**Goal of the exercise**. Each record is to be copied exactly as written.
------------------------
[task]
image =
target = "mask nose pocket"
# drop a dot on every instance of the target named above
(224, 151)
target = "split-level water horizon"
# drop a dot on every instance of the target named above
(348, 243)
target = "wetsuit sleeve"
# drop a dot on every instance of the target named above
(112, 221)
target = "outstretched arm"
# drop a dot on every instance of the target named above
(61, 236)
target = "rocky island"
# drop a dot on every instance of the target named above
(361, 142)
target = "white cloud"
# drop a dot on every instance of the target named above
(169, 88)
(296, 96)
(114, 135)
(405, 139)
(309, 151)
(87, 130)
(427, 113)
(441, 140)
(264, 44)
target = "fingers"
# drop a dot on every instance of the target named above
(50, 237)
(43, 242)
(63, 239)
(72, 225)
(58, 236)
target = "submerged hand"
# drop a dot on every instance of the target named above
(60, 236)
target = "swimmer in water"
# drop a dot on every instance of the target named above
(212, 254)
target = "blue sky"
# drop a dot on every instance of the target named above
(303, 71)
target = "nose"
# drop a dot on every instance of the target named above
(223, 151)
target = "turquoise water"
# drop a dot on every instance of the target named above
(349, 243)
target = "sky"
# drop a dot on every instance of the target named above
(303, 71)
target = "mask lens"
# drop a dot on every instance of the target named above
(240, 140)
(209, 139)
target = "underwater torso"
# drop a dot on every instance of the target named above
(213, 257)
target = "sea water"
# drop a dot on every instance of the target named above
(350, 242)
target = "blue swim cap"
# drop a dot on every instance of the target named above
------------------------
**Response**.
[task]
image =
target = "mask nose pocket"
# drop a dot on every instance of the target named above
(224, 151)
target = "split-level water horizon"
# drop a dot on every instance of the target named above
(348, 243)
target = "wetsuit sleeve"
# drop a dot on every instance of the target named above
(112, 221)
target = "outstretched arm"
# drop a dot on every instance of the target named above
(61, 236)
target = "rocky island"
# drop a dot on every instance of the target named above
(361, 142)
target = "white cloud"
# drop a dot on every instance of the target named above
(169, 88)
(296, 96)
(114, 135)
(405, 139)
(309, 151)
(87, 130)
(427, 113)
(441, 140)
(264, 44)
target = "fingers"
# drop a dot on every instance of the target named above
(50, 237)
(43, 242)
(63, 239)
(72, 225)
(58, 236)
target = "submerged hand"
# drop a dot on every instance of the target named above
(60, 236)
target = "swimmer in water"
# drop a dot on every instance of the target named above
(212, 254)
target = "blue sky"
# drop a dot on every instance of the target named above
(303, 71)
target = "nose"
# drop a dot on every instance of the target named above
(223, 151)
target = "turquoise water"
# drop a dot on every instance of the target named above
(349, 243)
target = "sky"
# drop a dot on every instance of the target named above
(303, 71)
target = "mask lens"
# drop a dot on every instance of the target named above
(240, 140)
(209, 139)
target = "underwater torso"
# drop a dot on every instance of the target named above
(213, 257)
target = "sea water"
# drop a dot on every instance of the target named above
(350, 242)
target = "blue swim cap"
# drop a dot on every instance of the target named above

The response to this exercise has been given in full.